**Dados de apontamento:**
+-------+

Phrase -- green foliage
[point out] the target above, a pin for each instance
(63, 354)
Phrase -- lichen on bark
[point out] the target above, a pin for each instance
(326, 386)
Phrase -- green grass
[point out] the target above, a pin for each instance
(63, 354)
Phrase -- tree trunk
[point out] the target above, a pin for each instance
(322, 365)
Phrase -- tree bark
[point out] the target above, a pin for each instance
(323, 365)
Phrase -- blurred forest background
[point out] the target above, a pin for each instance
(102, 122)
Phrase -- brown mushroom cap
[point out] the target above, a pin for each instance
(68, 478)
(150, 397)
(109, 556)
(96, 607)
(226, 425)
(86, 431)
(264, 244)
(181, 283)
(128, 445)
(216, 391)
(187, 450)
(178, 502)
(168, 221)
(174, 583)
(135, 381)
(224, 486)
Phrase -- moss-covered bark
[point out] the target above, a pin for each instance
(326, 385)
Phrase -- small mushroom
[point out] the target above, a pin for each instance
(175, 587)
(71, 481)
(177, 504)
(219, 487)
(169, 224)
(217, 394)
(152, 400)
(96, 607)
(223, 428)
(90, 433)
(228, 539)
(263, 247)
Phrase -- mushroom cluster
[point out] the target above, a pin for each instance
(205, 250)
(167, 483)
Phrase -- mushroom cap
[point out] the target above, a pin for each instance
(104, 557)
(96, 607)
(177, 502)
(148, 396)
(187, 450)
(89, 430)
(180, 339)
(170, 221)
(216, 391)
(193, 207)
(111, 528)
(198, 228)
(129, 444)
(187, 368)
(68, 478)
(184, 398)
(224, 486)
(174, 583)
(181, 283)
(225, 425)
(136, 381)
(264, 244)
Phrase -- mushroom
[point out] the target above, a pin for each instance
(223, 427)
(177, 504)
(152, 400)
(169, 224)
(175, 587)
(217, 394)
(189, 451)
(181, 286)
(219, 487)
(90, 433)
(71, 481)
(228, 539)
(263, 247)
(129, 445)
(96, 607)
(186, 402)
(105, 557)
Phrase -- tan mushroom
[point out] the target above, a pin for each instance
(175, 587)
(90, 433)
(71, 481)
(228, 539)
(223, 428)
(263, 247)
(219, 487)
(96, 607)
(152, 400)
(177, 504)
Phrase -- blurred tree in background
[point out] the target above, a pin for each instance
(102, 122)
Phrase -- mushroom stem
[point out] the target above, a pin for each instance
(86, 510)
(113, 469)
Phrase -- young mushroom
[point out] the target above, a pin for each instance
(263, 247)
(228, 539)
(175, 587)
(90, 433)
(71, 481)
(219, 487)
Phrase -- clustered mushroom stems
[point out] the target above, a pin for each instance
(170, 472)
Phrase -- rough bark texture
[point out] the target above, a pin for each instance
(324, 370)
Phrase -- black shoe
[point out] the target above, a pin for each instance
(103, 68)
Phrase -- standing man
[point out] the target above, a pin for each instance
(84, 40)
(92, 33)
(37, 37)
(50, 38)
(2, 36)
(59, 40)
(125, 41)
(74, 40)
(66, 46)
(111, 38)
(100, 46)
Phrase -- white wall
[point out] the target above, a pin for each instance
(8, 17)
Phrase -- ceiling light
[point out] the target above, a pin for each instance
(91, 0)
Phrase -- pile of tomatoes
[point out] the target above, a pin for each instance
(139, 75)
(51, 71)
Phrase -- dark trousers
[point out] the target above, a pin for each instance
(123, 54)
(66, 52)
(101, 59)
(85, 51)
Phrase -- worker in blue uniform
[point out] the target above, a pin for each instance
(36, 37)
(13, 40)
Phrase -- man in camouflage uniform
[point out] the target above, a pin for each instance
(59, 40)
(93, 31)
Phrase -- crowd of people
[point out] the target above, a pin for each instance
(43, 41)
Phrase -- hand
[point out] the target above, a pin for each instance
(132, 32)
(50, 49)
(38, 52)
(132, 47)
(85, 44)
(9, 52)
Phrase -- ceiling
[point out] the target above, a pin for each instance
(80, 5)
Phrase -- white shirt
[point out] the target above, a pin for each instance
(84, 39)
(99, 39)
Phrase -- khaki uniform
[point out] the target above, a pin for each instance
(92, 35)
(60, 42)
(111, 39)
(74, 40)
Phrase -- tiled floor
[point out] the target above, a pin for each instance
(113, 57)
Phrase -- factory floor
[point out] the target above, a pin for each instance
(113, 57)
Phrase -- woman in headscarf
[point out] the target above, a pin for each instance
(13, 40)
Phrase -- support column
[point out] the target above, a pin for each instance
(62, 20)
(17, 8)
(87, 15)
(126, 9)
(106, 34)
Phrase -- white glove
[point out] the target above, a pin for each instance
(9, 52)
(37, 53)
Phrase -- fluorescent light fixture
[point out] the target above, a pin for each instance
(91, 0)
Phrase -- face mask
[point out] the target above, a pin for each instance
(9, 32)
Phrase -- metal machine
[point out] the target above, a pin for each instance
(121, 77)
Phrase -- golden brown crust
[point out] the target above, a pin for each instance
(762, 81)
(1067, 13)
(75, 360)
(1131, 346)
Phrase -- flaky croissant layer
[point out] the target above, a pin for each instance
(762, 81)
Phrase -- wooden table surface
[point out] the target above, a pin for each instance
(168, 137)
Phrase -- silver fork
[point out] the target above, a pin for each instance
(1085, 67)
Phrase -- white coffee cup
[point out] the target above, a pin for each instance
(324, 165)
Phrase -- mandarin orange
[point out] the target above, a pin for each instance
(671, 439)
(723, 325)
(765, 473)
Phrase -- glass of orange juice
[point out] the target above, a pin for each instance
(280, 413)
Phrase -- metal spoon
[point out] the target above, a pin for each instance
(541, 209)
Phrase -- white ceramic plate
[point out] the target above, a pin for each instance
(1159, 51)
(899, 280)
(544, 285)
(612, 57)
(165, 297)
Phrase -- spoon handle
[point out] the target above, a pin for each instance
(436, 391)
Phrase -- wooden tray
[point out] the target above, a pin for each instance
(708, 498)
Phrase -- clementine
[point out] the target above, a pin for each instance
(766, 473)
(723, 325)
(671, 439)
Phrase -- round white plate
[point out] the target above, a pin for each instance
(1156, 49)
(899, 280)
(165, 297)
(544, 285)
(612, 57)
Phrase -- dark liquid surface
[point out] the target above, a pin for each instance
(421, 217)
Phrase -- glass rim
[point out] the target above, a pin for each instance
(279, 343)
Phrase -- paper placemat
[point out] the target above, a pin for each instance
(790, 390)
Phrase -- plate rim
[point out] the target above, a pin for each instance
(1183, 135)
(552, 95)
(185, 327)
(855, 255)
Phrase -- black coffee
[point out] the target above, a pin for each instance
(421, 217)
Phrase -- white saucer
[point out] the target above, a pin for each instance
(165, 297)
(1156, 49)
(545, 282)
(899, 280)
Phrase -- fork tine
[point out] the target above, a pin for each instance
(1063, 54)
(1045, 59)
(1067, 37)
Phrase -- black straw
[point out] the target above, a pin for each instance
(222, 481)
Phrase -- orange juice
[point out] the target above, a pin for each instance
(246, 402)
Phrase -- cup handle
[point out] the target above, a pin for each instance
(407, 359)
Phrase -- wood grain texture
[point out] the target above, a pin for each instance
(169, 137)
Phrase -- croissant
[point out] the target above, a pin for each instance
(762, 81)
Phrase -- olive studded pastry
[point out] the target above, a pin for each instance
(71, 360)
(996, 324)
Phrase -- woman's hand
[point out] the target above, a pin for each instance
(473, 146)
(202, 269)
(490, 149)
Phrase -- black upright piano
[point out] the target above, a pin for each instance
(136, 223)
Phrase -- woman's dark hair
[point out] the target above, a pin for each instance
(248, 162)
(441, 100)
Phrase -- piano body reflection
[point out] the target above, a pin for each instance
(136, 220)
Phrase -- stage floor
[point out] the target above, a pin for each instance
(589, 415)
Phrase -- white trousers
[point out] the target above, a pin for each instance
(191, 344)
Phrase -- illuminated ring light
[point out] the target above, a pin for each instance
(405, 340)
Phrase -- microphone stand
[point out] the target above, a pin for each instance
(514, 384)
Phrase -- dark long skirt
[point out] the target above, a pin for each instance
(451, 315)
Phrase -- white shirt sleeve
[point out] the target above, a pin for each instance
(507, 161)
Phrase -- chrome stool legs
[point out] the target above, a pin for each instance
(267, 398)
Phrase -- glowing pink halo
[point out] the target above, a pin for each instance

+-------+

**TRABALHO SOLICITADO:** Repita sem alterações tudo o que consta nos dados acima, desde a linha que contém "Phrase -- dark long skirt" até o fim, incluindo ambas as extremidades.

**RESPOSTA À TAREFA:**
Phrase -- dark long skirt
[point out] the target above, a pin for each instance
(451, 315)
Phrase -- white shirt sleeve
[point out] the target above, a pin for each instance
(507, 161)
Phrase -- chrome stool legs
[point out] the target above, a pin for each instance
(267, 398)
Phrase -- glowing pink halo
[point out] the target above, a pin for each instance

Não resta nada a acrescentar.